» Extrait:
La conscience ne s'exerce-t-elle que dans la négation ?
Extrait du document
«
INTRODUCTION
Définition des termes et problématisation : La conscience signifie, non seulement le sentiment que nous
avons d'exister et ce qui relie nos différentes pensées et actions en un même sujet, mais aussi le sens moral, ce qui
juge nos actions bonnes ou mauvaises.
La conscience est donc soit un sentiment intérieur lié à notre existence et
rendant possible notre identité soit un tribunal intérieur.
Dans le premier sens l'exercice de la conscience ne semble
pas générer une quelconque opposition.
Il y a une forme d'immédiateté dans la conscience que j'ai de mon existence
et de mon identité.
La relation que j'entretiens avec ma conscience ne peut être qualifiée de négation, au contraire
la conscience dans ce cas participe bien plus à l'affirmation du sujet.
La deuxième acception de la conscience, à
savoir le tribunal intérieur, introduit-elle une relation de négation entre l'homme et sa conscience ? Pour répondre
correctement à cette question il faut définir la négation.
Elle peut signifier l'opposition, le contraire, la destruction
ou la différence.
La négation comprise comme opposition pourrait s'appliquer à la conscience quand celle-ci nous
exhorte à faire quelque chose que l'on ne veut pas faire.
Il peut donc bien exister une relation conflictuelle entre
l'homme et sa conscience.
La négation peut signifier également différence, elle possède alors un sens plus faible que
le précédent.
La conscience et l'homme seront différenciés sans que, de cette différence, découle un conflit.

» Consignes:
[A] D'après l'extrait sur la conscience, quels sens la négation peut-elle prendre ?
[B] Prolongez l'extrait sur la conscience à partir de sa dernière phrase.

» Jeu de données:
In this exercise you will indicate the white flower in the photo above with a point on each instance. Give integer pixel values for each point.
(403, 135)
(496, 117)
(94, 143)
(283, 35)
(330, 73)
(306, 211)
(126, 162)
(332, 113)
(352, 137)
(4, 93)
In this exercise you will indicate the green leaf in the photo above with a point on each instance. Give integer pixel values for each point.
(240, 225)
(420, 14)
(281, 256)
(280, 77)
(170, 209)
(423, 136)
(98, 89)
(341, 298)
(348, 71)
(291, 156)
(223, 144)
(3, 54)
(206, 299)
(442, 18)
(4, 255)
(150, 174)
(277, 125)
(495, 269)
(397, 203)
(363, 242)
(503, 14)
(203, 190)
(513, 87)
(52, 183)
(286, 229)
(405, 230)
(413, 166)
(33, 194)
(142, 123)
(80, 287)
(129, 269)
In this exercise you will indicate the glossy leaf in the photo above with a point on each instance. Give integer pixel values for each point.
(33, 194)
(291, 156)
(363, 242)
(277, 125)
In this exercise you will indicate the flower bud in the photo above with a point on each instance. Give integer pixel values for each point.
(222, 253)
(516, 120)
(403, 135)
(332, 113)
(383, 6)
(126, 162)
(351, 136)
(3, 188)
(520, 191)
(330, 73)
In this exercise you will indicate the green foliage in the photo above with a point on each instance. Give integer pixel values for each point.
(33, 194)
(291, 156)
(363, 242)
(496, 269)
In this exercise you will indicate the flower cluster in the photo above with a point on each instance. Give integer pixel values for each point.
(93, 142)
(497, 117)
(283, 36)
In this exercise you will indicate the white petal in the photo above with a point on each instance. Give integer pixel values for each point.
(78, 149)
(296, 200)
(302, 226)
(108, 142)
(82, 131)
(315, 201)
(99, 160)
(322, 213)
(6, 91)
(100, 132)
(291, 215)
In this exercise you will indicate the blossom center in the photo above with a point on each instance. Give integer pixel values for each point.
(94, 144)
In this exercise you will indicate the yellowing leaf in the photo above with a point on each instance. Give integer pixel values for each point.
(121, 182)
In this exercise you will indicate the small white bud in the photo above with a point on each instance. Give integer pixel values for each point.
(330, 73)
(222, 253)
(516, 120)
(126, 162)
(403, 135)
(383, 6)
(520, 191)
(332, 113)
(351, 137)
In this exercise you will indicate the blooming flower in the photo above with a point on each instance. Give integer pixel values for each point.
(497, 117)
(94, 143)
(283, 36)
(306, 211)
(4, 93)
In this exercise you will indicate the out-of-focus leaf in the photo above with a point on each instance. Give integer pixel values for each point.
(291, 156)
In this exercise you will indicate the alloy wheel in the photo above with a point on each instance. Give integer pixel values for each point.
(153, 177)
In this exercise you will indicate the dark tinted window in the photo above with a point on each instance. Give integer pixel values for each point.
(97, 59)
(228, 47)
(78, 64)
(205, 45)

» Réponses dans l'ordre:
[A] L'opposition, le contraire, la destruction ou la différence.

[B]
Peuton réduire la conscience à la mauvaise conscience ? Dans ce cas l'exercice de la conscience ne serait que négatif
dans la mesure où il exercerait une contrainte sur l'individu, réparer le tort qu'il a commis par exemple.
Mais il semble
périlleux d'effectuer cette réduction parce que l'accord entre l'homme et la conscience serait rendu impossible.
La
possibilité de la bonne conscience suffit-elle à mettre en doute l'exercice exclusivement négatif de la conscience ?
La bonne conscience est le plus souvent mise en doute et identifiée à la mauvaise foi.
L'individu s'efforçant de croire
à l'harmonie entre ses actions et ce que lui dicte sa conscience.
Le soupçon pesant sur la bonne conscience suffit-il
à exclure la possibilité d'un rapport harmonieux entre l'homme et sa conscience ? Le premier sens de la conscience
s'oppose à la réduction de l'exercice de la conscience à la négation.
Il faut donc confronter les différents sens de la
conscience et de la négation afin de pouvoir décider de la nature de la relation de l'homme à sa conscience.
Première partie : Le rapport de l'homme à sa conscience est le plus souvent un rapport d'opposition.
1.1 La conscience est ressentie comme une menace.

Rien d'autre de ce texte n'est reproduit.